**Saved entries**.
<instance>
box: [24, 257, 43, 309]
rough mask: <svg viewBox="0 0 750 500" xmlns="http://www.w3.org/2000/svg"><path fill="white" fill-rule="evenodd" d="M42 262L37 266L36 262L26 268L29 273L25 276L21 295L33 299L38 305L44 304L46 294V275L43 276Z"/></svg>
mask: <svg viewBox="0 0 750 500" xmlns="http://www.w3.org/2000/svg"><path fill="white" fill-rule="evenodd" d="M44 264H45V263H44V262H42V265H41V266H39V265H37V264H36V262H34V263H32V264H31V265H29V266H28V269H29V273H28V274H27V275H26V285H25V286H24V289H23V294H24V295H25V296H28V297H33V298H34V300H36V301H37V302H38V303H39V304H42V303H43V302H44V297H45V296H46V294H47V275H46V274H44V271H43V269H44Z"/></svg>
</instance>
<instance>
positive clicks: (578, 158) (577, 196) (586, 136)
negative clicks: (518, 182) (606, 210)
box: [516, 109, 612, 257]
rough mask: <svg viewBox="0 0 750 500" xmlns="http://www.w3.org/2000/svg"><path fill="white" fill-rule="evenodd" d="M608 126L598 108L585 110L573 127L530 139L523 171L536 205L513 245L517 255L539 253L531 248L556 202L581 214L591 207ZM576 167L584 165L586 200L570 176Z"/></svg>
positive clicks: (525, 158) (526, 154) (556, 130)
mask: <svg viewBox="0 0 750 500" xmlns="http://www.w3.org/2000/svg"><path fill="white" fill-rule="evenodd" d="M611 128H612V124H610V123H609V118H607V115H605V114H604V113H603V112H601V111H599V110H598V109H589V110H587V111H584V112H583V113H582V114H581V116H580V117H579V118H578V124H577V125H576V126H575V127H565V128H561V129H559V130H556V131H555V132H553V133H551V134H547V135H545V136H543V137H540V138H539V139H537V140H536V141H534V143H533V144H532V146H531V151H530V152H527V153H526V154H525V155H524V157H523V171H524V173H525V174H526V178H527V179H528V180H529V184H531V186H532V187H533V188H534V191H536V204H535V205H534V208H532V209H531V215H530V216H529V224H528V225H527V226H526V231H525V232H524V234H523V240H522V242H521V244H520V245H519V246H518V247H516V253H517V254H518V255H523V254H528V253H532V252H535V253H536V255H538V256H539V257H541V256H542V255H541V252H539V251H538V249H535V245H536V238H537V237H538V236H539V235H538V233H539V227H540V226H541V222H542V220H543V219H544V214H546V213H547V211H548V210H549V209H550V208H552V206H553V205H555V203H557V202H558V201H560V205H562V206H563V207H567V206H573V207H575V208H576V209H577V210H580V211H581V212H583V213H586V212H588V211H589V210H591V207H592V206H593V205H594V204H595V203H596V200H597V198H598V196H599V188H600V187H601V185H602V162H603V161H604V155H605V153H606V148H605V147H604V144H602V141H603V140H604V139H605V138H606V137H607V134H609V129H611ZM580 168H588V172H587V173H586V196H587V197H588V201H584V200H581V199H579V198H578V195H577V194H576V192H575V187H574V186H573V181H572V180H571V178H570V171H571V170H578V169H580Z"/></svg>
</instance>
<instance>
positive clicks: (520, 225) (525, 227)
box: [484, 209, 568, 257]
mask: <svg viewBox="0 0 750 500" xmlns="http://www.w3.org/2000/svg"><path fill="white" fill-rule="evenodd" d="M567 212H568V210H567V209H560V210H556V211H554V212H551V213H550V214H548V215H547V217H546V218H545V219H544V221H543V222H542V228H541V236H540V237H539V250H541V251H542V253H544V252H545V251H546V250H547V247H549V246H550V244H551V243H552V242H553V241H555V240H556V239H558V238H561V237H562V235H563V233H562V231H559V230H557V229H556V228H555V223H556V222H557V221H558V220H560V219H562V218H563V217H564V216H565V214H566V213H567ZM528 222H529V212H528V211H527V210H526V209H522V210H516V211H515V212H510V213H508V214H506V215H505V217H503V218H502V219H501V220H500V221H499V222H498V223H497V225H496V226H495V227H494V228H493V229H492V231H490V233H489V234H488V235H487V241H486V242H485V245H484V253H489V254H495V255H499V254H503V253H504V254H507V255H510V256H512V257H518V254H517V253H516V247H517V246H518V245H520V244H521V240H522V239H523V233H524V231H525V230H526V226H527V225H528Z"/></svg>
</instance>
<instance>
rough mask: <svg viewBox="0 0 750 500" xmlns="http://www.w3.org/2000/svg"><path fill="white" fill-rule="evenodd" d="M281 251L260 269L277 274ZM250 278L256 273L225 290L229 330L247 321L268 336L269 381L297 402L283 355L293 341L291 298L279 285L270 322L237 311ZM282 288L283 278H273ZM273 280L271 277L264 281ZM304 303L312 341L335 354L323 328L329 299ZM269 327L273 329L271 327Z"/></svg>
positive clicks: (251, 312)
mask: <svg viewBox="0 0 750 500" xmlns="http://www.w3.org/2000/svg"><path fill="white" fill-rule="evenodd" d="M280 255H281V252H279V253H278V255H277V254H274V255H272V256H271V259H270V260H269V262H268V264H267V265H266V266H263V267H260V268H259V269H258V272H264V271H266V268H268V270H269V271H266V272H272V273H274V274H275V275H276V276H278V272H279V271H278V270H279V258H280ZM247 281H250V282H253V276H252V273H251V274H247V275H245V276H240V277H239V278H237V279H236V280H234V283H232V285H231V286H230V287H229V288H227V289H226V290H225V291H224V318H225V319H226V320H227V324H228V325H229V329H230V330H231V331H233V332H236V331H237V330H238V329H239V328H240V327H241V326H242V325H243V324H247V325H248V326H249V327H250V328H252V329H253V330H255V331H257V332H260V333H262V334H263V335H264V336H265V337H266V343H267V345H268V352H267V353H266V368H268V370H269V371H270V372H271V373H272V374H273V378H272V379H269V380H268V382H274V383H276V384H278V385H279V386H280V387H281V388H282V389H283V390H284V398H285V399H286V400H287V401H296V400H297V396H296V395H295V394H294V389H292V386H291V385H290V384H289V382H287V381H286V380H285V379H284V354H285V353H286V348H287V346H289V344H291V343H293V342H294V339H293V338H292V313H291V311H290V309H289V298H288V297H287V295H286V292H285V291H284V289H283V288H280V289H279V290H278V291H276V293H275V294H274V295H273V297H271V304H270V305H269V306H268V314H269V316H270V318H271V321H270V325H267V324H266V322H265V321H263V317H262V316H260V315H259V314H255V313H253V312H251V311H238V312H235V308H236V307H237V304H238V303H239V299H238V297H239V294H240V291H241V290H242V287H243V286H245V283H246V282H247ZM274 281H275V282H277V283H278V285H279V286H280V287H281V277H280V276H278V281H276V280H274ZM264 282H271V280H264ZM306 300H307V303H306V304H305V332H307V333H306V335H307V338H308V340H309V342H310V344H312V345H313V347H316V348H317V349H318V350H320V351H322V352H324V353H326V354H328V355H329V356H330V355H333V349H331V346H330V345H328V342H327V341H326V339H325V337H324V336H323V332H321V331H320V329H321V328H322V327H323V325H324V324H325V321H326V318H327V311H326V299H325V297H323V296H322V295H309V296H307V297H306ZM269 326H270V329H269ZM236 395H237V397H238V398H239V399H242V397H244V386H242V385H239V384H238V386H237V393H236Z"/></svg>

**Task objective**. All of the lines above must be returned exactly.

**Task output**.
<instance>
box: [24, 257, 43, 309]
rough mask: <svg viewBox="0 0 750 500" xmlns="http://www.w3.org/2000/svg"><path fill="white" fill-rule="evenodd" d="M42 262L37 266L36 262L26 268L29 273L25 276L21 295L33 299L38 305L44 304L46 294V275L43 276Z"/></svg>
mask: <svg viewBox="0 0 750 500" xmlns="http://www.w3.org/2000/svg"><path fill="white" fill-rule="evenodd" d="M44 264H45V263H44V262H42V265H41V266H39V265H37V264H36V262H34V263H32V264H31V265H29V266H28V269H29V273H28V274H27V275H26V285H25V286H24V289H23V294H24V295H25V296H28V297H33V298H34V300H36V301H37V302H38V303H39V304H42V303H43V302H44V297H45V296H46V294H47V275H46V274H44V271H43V269H44Z"/></svg>
</instance>
<instance>
positive clicks: (578, 158) (577, 196) (586, 136)
negative clicks: (518, 182) (606, 210)
box: [516, 109, 612, 257]
rough mask: <svg viewBox="0 0 750 500" xmlns="http://www.w3.org/2000/svg"><path fill="white" fill-rule="evenodd" d="M608 126L598 108L585 110L573 127L530 139L523 171L536 205L513 245L517 255L539 253L531 248L556 202L581 214L591 207ZM576 167L584 165L586 200L570 176Z"/></svg>
positive clicks: (525, 158) (526, 154) (556, 130)
mask: <svg viewBox="0 0 750 500" xmlns="http://www.w3.org/2000/svg"><path fill="white" fill-rule="evenodd" d="M611 128H612V124H610V123H609V118H607V115H605V114H604V113H603V112H601V111H599V110H598V109H589V110H587V111H584V112H583V113H582V114H581V116H580V117H579V118H578V124H577V125H576V126H575V127H565V128H561V129H559V130H556V131H555V132H553V133H551V134H547V135H545V136H543V137H540V138H539V139H537V140H536V141H534V143H533V144H532V146H531V151H530V152H527V153H526V154H525V155H524V157H523V171H524V173H525V174H526V178H527V179H528V180H529V184H531V186H532V187H533V188H534V191H536V204H535V205H534V208H532V209H531V215H530V216H529V224H528V225H527V226H526V231H525V232H524V234H523V240H522V242H521V244H520V245H519V246H518V247H516V253H517V254H518V255H523V254H528V253H532V252H535V253H536V255H538V256H539V257H541V256H542V255H541V252H539V251H538V249H535V245H536V238H537V237H538V236H539V235H538V233H539V227H540V226H541V222H542V220H543V219H544V214H546V213H547V211H548V210H549V209H550V208H552V206H553V205H555V203H557V202H558V201H560V205H562V206H563V207H567V206H573V207H575V208H576V209H577V210H580V211H581V212H583V213H586V212H588V211H589V210H591V207H592V206H593V205H594V204H595V203H596V200H597V198H598V196H599V188H600V187H601V185H602V162H603V161H604V155H605V153H606V148H605V147H604V144H602V141H603V140H604V139H605V138H606V137H607V134H609V129H611ZM580 168H588V172H587V173H586V196H587V197H588V201H584V200H581V199H579V198H578V195H577V194H576V192H575V187H574V186H573V181H572V180H571V178H570V171H571V170H578V169H580Z"/></svg>
</instance>
<instance>
positive clicks: (520, 225) (525, 227)
box: [484, 209, 568, 257]
mask: <svg viewBox="0 0 750 500" xmlns="http://www.w3.org/2000/svg"><path fill="white" fill-rule="evenodd" d="M567 212H568V210H567V209H560V210H556V211H554V212H551V213H550V214H548V215H547V217H546V218H545V219H544V221H543V222H542V228H541V236H540V237H539V250H541V251H542V253H544V252H545V251H546V250H547V247H549V246H550V244H551V243H552V242H553V241H555V240H556V239H558V238H561V237H562V235H563V233H562V231H559V230H557V229H556V228H555V223H556V222H557V221H558V220H560V219H562V218H563V217H564V216H565V214H566V213H567ZM528 222H529V212H528V211H527V210H526V209H522V210H516V211H515V212H510V213H508V214H506V215H505V217H503V218H502V219H501V220H500V221H499V222H498V223H497V225H496V226H495V227H494V228H493V229H492V231H490V233H489V234H488V235H487V241H486V242H485V245H484V253H489V254H495V255H499V254H503V253H504V254H507V255H510V256H512V257H518V254H517V253H516V247H517V246H518V245H520V244H521V240H522V239H523V233H524V231H525V230H526V226H527V225H528Z"/></svg>
</instance>
<instance>
rough mask: <svg viewBox="0 0 750 500" xmlns="http://www.w3.org/2000/svg"><path fill="white" fill-rule="evenodd" d="M281 251L260 269L277 274ZM250 278L256 273L225 290L229 330L247 321L268 336L269 381L297 402L283 355L293 341L291 298L279 285L270 322L237 311ZM282 288L283 278H273ZM273 280L271 277L264 281ZM304 303L312 341L335 354L323 328L329 299ZM269 327L273 329L271 327Z"/></svg>
positive clicks: (251, 312)
mask: <svg viewBox="0 0 750 500" xmlns="http://www.w3.org/2000/svg"><path fill="white" fill-rule="evenodd" d="M280 255H281V252H279V253H278V255H277V254H274V255H272V256H271V259H270V260H269V262H268V264H267V265H266V266H263V267H260V268H259V269H258V272H264V271H266V268H268V270H269V271H266V272H272V273H274V274H275V275H276V276H278V272H279V271H278V270H279V258H280ZM247 281H250V282H253V276H252V273H251V274H247V275H245V276H240V277H239V278H237V279H236V280H234V283H232V285H231V286H230V287H229V288H227V289H226V290H225V291H224V318H225V319H226V320H227V324H228V325H229V329H230V330H231V331H233V332H236V331H237V330H238V329H239V328H240V327H241V326H242V325H243V324H247V325H248V326H249V327H250V328H252V329H253V330H255V331H257V332H260V333H262V334H263V335H264V336H265V337H266V343H267V345H268V352H267V353H266V368H268V370H269V371H270V372H271V373H272V374H273V378H272V379H269V380H268V382H274V383H276V384H278V385H279V386H280V387H281V388H282V389H283V390H284V398H285V399H286V400H287V401H296V400H297V396H296V395H295V394H294V389H292V386H291V385H290V384H289V382H287V381H286V380H285V379H284V354H285V353H286V348H287V346H289V344H291V343H293V342H294V339H293V338H292V313H291V311H290V309H289V298H288V297H287V295H286V292H285V291H284V289H283V288H280V289H279V290H278V291H276V293H275V294H274V295H273V297H271V304H270V305H269V306H268V314H269V316H270V318H271V321H270V325H267V324H266V322H265V321H263V317H262V316H260V315H259V314H255V313H253V312H251V311H238V312H235V308H236V307H237V304H238V303H239V299H238V297H239V294H240V291H241V290H242V287H243V286H245V283H246V282H247ZM274 281H275V282H277V283H278V285H279V286H280V287H281V277H280V276H278V281H276V280H274ZM264 282H271V280H264ZM306 300H307V303H306V304H305V332H307V333H306V335H307V338H308V340H309V342H310V344H312V345H313V347H316V348H317V349H318V350H320V351H322V352H324V353H326V354H328V355H329V356H330V355H333V349H331V346H330V345H328V342H327V341H326V339H325V337H324V336H323V332H321V331H320V329H321V328H322V327H323V325H324V324H325V321H326V318H327V311H326V299H325V297H323V296H322V295H309V296H307V297H306ZM269 326H270V329H269ZM236 395H237V397H238V398H239V399H242V397H244V386H242V385H239V384H238V386H237V393H236Z"/></svg>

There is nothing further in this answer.